Text:
—————
Nicole: After all the turmoil of the past few weeks, most everything this past weekend went as planned. Perhaps the biggest surprise outcome was Minnesota Duluth sweeping Bemidji State at home, since the visiting team had won that series quite often. Cornell got a scare courtesy of Lovisa Selander, and Harvard showed that they’re not far from being a team to reckon with on a game-to-game basis, especially with Lindsay Reed in net. Both the series that went to three games had a lot to do with really great goaltenders, something we’ve seen play out quite a bit this season.
So now we’re down to 18 teams. The six CHA teams are all in play, though the only one that will make the NCAA tournament will be their conference tournament champ. That leaves seven spots for the 12 other teams left. We’ve got the top 10 ranked teams plus Minnesota Duluth and Providence.
Let’s start with looking back for a minute. What did you see out of these teams this past weekend that tells you something about how you think they’ll perform going forward?
Interestingly, Princeton was the only ECAC team with a clear and dominant sweep. Cornell and Colgate needed a third game, and Clarkson needed overtime to take down Quinnipiac. Before the final weekend, it seemed like the Tigers were in control and in front of the conference. Do you think they reasserted themselves this week?
Candace: Perhaps a little, but of all the teams that were playing, I thought St. Lawrence was the weakest and that Princeton really matched up well with the Saints, despite losing to them the previous weekend. St. Lawrence was never really able to get a lot of consistency going, and of all the lower-seeded teams the Saints were the ones that struggled most defensively. They had the worst team defense of the eight teams in the ECAC tournament. I have always believed defense-first wins in the postseason, because teams become a lot less freer in their propensity to open things up offensively. I think St. Lawrence’s defensive struggles were revealed in the postseason.
Looking at some of the other teams, I think Cornell is the most interesting. The Big Red have been the team that has had offensive struggles more than any of the other four teams in the ECAC tournament, and I think Selander and RPI showed that. Cornell won’t give up a lot of goals, but they don’t score a lot either, so their margin for error is very, very low.
Before we get back to playoff tournament results, let’s look at the CHA. Robert Morris had an impressive sweep of Syracuse to claim the CHA crown again. Do you think the Colonials have positioned themselves as the favorite in the CHA tournament for the conference’s autobid?
Nicole: It would certainly seem like Robert Morris has set themselves apart and put themselves in the best position to take the title. I lamented most of the year that no one in the CHA really was willing to step up and take control. That’s why it was so nice to see the Colonials get that definitive sweep. On paper, there was every chance Syracuse could take one or both of those games. RMU controlled their destiny, and they did so by winning big. That’s the kind of momentum and confidence you want going into the playoffs. The regular season title was there to be seized for a while, and it was nice to feel like one of the teams finally decided they really wanted it and made it happen.
—————
Stated problem A:
Put the lines of the listing below into a numbered list, skipping any blank lines, and leave the picture out of your answer.

[Records excerpted from a collection]
—————
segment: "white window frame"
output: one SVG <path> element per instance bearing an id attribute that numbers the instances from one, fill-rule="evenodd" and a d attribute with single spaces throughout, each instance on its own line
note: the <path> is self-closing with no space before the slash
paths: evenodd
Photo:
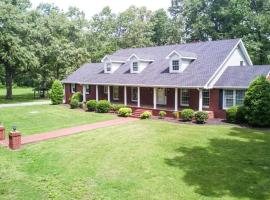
—————
Stated problem B:
Repeat the passage of the hockey discussion from "Looking at some" up to and including "the conference’s autobid?".

Written response A:
1. segment: "white window frame"
2. output: one SVG <path> element per instance bearing an id attribute that numbers the instances from one, fill-rule="evenodd" and a d attribute with single spaces throughout, each instance on its own line
3. note: the <path> is self-closing with no space before the slash
4. paths: evenodd
5. Photo:

Written response B:
Looking at some of the other teams, I think Cornell is the most interesting. The Big Red have been the team that has had offensive struggles more than any of the other four teams in the ECAC tournament, and I think Selander and RPI showed that. Cornell won’t give up a lot of goals, but they don’t score a lot either, so their margin for error is very, very low.
Before we get back to playoff tournament results, let’s look at the CHA. Robert Morris had an impressive sweep of Syracuse to claim the CHA crown again. Do you think the Colonials have positioned themselves as the favorite in the CHA tournament for the conference’s autobid?